Nothing other than the lines from the one containing "Target: jeans knee" through the close of the entries below should be printed, each exactly.

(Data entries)
◆ ◆ ◆
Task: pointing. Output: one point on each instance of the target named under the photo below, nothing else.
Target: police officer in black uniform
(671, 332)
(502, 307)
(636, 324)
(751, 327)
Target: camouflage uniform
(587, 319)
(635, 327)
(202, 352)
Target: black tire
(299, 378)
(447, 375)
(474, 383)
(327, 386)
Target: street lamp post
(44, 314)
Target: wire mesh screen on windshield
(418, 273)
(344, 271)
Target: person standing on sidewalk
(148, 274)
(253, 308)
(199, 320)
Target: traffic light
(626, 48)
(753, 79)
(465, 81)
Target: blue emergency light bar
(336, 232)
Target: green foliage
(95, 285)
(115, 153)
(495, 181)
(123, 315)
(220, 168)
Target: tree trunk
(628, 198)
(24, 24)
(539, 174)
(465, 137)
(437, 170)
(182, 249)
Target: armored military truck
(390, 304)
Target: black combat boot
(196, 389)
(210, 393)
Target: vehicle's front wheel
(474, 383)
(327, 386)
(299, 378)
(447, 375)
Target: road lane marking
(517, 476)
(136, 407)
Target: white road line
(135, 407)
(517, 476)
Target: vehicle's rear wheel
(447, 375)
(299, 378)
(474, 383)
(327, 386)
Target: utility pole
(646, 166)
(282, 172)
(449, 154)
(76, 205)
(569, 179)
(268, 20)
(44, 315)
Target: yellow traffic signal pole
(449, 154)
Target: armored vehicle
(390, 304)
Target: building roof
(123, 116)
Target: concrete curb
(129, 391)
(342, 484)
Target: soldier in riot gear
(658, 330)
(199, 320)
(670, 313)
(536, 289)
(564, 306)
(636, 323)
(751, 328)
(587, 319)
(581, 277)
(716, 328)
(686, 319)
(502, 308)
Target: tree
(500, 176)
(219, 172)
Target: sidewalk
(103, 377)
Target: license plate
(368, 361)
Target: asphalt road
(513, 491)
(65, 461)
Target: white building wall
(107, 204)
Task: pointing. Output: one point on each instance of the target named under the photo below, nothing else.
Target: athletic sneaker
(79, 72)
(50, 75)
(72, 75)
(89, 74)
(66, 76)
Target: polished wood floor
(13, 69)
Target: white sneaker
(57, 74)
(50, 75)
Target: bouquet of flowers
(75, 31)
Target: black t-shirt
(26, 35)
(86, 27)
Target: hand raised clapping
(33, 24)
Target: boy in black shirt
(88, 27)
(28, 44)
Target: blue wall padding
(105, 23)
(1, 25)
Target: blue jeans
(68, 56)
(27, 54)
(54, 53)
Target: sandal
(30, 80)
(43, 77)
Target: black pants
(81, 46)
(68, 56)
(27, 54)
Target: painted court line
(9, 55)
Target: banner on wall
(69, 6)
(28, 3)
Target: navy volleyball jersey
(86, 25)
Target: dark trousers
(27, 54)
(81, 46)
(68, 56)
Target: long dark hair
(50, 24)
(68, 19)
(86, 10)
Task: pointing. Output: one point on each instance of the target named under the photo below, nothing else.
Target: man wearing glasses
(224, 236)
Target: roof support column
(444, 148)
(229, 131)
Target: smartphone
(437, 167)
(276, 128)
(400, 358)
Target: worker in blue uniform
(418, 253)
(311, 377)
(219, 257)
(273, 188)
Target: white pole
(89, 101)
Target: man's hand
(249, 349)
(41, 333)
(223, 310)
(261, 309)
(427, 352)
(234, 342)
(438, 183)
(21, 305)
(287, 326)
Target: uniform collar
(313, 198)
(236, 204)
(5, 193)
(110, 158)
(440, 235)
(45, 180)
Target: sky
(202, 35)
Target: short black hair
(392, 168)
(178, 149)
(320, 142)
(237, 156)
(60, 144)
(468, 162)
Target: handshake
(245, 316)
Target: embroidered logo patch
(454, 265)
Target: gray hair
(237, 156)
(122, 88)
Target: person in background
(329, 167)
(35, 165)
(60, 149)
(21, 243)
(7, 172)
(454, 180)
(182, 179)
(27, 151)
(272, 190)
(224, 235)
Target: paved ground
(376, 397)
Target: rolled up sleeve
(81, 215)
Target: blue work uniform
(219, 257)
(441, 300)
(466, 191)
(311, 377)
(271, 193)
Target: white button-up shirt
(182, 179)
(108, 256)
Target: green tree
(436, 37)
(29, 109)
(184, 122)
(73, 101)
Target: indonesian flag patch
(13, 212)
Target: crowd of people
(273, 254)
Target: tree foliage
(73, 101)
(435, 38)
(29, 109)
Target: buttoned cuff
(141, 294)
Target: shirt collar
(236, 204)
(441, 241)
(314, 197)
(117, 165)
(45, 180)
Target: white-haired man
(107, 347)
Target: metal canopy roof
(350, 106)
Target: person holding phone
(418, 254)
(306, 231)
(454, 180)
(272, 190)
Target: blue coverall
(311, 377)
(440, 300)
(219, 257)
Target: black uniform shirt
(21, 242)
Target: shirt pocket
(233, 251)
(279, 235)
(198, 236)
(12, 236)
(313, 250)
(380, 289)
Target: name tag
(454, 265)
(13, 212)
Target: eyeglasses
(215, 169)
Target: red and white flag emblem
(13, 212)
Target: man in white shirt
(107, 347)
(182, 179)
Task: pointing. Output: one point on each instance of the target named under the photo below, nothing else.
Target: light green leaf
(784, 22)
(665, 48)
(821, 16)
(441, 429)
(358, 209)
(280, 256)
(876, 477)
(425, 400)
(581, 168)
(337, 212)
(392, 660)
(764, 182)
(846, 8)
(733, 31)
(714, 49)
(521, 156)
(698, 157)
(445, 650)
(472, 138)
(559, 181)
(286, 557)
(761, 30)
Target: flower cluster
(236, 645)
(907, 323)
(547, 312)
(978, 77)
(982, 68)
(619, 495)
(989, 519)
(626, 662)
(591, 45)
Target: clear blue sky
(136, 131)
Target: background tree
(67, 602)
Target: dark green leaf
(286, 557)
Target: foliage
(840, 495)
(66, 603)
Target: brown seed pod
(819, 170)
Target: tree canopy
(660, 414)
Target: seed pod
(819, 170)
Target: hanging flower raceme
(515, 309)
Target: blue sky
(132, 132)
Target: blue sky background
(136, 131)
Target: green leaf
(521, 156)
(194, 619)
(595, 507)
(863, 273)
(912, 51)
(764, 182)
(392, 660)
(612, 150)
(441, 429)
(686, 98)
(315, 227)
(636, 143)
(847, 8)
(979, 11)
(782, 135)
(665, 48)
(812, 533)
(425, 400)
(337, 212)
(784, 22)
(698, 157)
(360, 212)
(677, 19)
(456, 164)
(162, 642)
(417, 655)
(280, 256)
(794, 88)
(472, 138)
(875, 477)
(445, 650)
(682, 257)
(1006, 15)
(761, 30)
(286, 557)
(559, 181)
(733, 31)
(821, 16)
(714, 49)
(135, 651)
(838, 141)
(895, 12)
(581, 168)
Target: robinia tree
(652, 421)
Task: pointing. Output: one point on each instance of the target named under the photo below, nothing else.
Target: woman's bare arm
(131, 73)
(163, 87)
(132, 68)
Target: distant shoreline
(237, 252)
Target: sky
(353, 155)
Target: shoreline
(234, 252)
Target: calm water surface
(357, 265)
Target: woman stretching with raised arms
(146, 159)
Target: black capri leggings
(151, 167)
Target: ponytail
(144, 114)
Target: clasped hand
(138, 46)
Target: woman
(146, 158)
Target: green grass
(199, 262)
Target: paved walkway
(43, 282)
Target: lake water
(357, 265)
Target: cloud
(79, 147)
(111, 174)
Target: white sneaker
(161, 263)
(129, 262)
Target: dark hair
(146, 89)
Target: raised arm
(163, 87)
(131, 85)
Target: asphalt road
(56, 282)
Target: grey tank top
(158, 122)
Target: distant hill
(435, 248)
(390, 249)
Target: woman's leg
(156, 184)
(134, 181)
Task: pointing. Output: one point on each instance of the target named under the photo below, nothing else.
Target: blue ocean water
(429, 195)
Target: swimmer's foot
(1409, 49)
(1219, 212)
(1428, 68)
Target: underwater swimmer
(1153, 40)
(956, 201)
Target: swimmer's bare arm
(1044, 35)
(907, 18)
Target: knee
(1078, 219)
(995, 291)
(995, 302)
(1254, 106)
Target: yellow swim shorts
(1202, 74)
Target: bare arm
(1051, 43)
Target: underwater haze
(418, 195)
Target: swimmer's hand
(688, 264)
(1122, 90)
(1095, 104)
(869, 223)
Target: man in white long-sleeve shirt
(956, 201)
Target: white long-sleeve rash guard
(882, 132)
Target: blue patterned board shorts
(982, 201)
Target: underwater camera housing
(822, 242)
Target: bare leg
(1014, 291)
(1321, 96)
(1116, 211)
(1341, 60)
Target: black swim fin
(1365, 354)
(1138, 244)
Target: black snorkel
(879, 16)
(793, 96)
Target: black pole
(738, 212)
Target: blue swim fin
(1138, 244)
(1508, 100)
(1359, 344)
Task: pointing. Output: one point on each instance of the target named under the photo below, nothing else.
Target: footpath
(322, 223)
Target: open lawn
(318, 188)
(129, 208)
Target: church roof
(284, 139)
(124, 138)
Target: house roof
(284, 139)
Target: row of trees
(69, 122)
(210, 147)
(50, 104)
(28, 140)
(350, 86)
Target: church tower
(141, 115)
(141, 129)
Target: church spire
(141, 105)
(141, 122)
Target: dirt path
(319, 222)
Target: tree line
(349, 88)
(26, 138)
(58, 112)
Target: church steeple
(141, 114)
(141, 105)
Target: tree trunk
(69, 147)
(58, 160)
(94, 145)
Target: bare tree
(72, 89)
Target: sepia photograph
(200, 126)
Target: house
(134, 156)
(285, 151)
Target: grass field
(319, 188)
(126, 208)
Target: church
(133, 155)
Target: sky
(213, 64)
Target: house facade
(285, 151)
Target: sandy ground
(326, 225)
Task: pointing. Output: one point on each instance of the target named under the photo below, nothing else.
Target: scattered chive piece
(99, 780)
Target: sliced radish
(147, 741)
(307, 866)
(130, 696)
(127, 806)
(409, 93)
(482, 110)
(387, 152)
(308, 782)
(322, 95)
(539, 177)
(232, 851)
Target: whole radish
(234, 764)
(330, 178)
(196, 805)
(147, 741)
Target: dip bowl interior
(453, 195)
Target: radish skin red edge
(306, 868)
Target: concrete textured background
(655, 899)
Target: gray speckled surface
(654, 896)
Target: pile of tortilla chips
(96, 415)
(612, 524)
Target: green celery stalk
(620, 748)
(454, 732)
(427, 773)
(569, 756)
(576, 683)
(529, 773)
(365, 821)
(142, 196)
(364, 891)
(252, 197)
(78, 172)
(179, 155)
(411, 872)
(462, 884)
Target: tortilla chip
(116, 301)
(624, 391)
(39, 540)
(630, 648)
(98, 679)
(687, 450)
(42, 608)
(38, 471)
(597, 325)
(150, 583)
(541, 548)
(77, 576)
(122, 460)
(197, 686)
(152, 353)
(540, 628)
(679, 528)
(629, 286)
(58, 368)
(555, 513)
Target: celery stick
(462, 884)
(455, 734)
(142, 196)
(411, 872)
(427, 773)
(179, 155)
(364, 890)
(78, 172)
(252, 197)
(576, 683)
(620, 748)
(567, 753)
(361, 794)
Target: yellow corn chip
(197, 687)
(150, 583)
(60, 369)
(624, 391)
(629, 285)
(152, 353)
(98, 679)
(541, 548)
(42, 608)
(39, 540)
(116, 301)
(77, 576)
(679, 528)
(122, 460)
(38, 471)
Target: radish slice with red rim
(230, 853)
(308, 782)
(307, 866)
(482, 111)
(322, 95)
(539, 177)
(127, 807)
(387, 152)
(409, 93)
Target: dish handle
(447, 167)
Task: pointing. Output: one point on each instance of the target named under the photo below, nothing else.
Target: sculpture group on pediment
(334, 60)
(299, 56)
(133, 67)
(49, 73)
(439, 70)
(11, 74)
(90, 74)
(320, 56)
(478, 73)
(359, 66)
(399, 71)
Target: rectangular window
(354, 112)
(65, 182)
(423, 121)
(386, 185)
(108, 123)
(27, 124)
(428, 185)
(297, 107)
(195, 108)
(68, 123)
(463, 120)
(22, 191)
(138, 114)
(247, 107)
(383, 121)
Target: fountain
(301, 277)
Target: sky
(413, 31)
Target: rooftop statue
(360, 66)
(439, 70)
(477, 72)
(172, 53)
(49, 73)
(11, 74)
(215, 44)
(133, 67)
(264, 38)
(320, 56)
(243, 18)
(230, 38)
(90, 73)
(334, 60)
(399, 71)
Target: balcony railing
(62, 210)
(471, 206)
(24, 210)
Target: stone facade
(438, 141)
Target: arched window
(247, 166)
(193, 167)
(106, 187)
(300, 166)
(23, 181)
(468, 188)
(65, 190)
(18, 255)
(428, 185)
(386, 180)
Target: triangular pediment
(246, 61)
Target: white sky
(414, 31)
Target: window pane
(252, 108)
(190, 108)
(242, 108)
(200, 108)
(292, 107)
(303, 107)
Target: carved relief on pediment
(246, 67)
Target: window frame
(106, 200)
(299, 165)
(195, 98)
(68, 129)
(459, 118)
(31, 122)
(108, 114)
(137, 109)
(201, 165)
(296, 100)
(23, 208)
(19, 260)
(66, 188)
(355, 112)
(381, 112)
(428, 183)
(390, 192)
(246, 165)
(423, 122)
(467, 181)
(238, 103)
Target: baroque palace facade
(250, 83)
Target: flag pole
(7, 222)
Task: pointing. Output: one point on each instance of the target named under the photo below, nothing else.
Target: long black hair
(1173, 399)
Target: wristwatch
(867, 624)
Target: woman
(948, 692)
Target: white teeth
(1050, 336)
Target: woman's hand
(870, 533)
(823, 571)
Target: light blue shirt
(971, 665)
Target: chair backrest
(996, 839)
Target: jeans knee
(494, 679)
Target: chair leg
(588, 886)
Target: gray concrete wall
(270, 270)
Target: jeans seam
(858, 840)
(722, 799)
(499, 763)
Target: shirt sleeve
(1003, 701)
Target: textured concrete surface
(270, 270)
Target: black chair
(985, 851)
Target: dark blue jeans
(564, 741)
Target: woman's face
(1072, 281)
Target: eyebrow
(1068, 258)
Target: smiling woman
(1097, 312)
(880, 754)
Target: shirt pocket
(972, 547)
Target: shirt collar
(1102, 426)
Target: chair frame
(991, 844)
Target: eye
◆ ◆ ◆
EXERCISE RESULT ▸
Target: jeans knee
(494, 679)
Target: chair leg
(588, 886)
Target: gray concrete wall
(270, 270)
Target: jeans seam
(858, 840)
(722, 799)
(499, 763)
Target: shirt sleeve
(1003, 701)
Target: textured concrete surface
(270, 270)
Target: black chair
(985, 851)
Target: dark blue jeans
(564, 741)
Target: woman's face
(1072, 281)
Target: eyebrow
(1068, 258)
Target: smiling woman
(1097, 312)
(880, 754)
Target: shirt pocket
(972, 547)
Target: shirt collar
(1102, 426)
Target: chair frame
(991, 844)
Target: eye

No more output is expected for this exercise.